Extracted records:
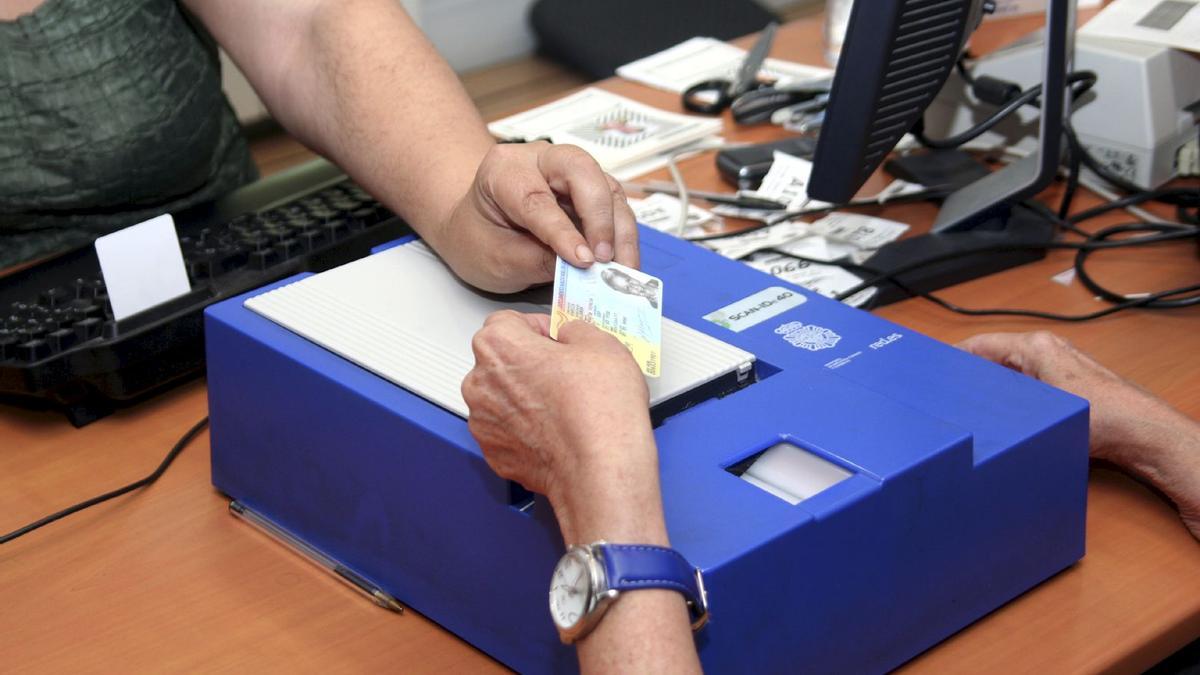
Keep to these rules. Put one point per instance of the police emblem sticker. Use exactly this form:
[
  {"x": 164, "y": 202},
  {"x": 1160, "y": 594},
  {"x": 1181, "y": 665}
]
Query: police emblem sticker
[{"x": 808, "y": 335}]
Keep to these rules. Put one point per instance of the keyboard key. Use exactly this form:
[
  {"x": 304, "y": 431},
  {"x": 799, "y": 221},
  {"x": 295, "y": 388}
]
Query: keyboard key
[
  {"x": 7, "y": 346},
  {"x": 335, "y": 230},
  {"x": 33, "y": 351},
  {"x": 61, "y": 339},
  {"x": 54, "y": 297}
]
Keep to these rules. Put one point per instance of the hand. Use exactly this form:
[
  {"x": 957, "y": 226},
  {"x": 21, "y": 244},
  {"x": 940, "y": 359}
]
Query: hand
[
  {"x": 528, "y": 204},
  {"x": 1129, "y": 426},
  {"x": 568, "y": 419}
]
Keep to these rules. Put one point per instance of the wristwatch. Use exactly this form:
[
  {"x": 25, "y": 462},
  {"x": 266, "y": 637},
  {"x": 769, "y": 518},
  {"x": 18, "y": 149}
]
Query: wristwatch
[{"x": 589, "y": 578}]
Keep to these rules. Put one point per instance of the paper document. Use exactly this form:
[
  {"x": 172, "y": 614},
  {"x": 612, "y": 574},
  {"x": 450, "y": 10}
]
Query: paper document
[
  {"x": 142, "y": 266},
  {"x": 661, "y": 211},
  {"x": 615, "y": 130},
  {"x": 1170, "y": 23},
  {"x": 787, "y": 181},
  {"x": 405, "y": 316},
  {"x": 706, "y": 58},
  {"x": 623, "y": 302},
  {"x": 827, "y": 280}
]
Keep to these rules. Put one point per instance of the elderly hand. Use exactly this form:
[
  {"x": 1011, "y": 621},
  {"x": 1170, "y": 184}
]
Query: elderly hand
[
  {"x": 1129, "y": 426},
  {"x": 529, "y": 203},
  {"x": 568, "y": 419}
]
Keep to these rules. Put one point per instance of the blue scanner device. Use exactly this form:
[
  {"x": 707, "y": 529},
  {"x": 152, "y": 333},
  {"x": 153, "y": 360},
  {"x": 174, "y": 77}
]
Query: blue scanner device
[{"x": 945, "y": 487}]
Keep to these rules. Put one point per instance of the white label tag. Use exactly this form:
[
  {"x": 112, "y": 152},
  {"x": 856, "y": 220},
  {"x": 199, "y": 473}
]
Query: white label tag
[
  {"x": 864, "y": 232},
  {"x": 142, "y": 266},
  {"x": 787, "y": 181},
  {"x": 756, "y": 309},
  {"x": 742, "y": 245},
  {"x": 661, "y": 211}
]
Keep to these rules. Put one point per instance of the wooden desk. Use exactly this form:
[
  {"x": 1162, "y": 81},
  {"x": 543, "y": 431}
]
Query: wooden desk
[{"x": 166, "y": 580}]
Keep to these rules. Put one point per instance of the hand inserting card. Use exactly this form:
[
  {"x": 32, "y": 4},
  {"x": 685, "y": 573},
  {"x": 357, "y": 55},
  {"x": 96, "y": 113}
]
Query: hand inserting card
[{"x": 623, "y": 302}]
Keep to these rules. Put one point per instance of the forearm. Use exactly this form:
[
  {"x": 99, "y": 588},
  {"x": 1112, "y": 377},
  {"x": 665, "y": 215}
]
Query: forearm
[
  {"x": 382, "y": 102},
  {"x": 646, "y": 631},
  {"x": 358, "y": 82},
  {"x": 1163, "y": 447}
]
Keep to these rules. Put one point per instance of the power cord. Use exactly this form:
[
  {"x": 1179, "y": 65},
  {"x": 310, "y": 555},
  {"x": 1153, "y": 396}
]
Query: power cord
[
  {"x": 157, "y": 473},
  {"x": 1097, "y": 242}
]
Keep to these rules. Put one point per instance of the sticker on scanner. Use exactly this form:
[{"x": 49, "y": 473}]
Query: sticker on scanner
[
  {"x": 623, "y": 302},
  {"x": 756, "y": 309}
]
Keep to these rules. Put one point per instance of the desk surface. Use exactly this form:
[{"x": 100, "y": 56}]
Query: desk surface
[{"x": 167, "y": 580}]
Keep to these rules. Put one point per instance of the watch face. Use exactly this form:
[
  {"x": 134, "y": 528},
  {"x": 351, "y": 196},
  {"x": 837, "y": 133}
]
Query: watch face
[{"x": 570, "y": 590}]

▶ [The problem]
Without copying any picture, write out the entries exactly.

▶ [Task answer]
Keep to these rules. Put one point per instance of the police emblem sticker. Use exactly this form:
[
  {"x": 164, "y": 202},
  {"x": 1160, "y": 594},
  {"x": 1181, "y": 665}
]
Query: police emblem sticker
[{"x": 808, "y": 335}]
Keep to these rules. Put one point per instance of the keyboard key. Use exactly this form:
[
  {"x": 304, "y": 431},
  {"x": 799, "y": 221},
  {"x": 295, "y": 388}
]
Query: keyboard key
[
  {"x": 7, "y": 346},
  {"x": 335, "y": 230},
  {"x": 33, "y": 351},
  {"x": 61, "y": 339},
  {"x": 54, "y": 297}
]
Keep to these rules. Put one point per instance of the hand. Use exactly this form:
[
  {"x": 957, "y": 226},
  {"x": 21, "y": 244},
  {"x": 940, "y": 359}
]
Query: hand
[
  {"x": 528, "y": 204},
  {"x": 1129, "y": 426},
  {"x": 568, "y": 419}
]
Keep to these rules. Put one point per instance of the wristwatch. Use exactly this form:
[
  {"x": 25, "y": 462},
  {"x": 266, "y": 637},
  {"x": 769, "y": 518},
  {"x": 18, "y": 149}
]
Query: wristwatch
[{"x": 589, "y": 578}]
Keep to these rules. Put one point per instance of the paper document. Use exactly this form:
[
  {"x": 172, "y": 614},
  {"x": 612, "y": 574},
  {"x": 450, "y": 10}
]
Query: paper document
[
  {"x": 142, "y": 266},
  {"x": 661, "y": 211},
  {"x": 615, "y": 130},
  {"x": 1170, "y": 23},
  {"x": 787, "y": 181},
  {"x": 405, "y": 316},
  {"x": 706, "y": 58},
  {"x": 623, "y": 302},
  {"x": 827, "y": 280}
]
Keep to these rules. Put one point per instance of the elderly hand. Use exactly this form:
[
  {"x": 1011, "y": 621},
  {"x": 1170, "y": 184}
]
Query: elderly hand
[
  {"x": 1129, "y": 426},
  {"x": 529, "y": 203},
  {"x": 568, "y": 419}
]
Keep to these rules. Put one point per instance of the blue scanner device. Use exactly this form:
[
  {"x": 707, "y": 529},
  {"x": 152, "y": 333},
  {"x": 153, "y": 360},
  {"x": 174, "y": 77}
]
Query: blue scanner device
[{"x": 945, "y": 487}]
Keep to these rules. Put one point per instance of the white label tag. Use exactly this form:
[
  {"x": 112, "y": 152},
  {"x": 856, "y": 220},
  {"x": 199, "y": 473}
]
Query: white label tag
[
  {"x": 864, "y": 232},
  {"x": 142, "y": 266},
  {"x": 787, "y": 181},
  {"x": 756, "y": 309},
  {"x": 742, "y": 245},
  {"x": 661, "y": 211}
]
Keep to these rules. Put one point per instance of the wooden desk. Use exactly this form:
[
  {"x": 1162, "y": 81},
  {"x": 543, "y": 431}
]
Query: wooden desk
[{"x": 166, "y": 580}]
Keep to these rules. Put one point per instance of the hand inserting card. Use exactly this form:
[
  {"x": 32, "y": 4},
  {"x": 685, "y": 573},
  {"x": 357, "y": 55},
  {"x": 96, "y": 113}
]
Query: hand inserting card
[{"x": 623, "y": 302}]
Keep to these rules. Put one point per instance of the forearm. Use exactly this form:
[
  {"x": 99, "y": 588},
  {"x": 1112, "y": 377},
  {"x": 665, "y": 215}
]
Query: forearm
[
  {"x": 382, "y": 102},
  {"x": 646, "y": 631},
  {"x": 358, "y": 82},
  {"x": 1163, "y": 447}
]
Keep to these rules. Put one point per instance of the power cord. Use exactly this form:
[
  {"x": 1179, "y": 65},
  {"x": 310, "y": 555},
  {"x": 1153, "y": 396}
]
Query: power cord
[
  {"x": 157, "y": 473},
  {"x": 1097, "y": 242}
]
Keep to these rules. Put one point per instance of the sticker on scanner. Use exactly this form:
[{"x": 49, "y": 473}]
Query: sticker on scanner
[
  {"x": 623, "y": 302},
  {"x": 756, "y": 309}
]
Keep to these rules. Put one point per instance of the desk surface. Use exactly this form:
[{"x": 100, "y": 56}]
Query: desk surface
[{"x": 167, "y": 580}]
Keep to these rules. Put one point per instance of the watch face. Use exactly this form:
[
  {"x": 134, "y": 528},
  {"x": 351, "y": 196},
  {"x": 837, "y": 133}
]
Query: watch face
[{"x": 570, "y": 590}]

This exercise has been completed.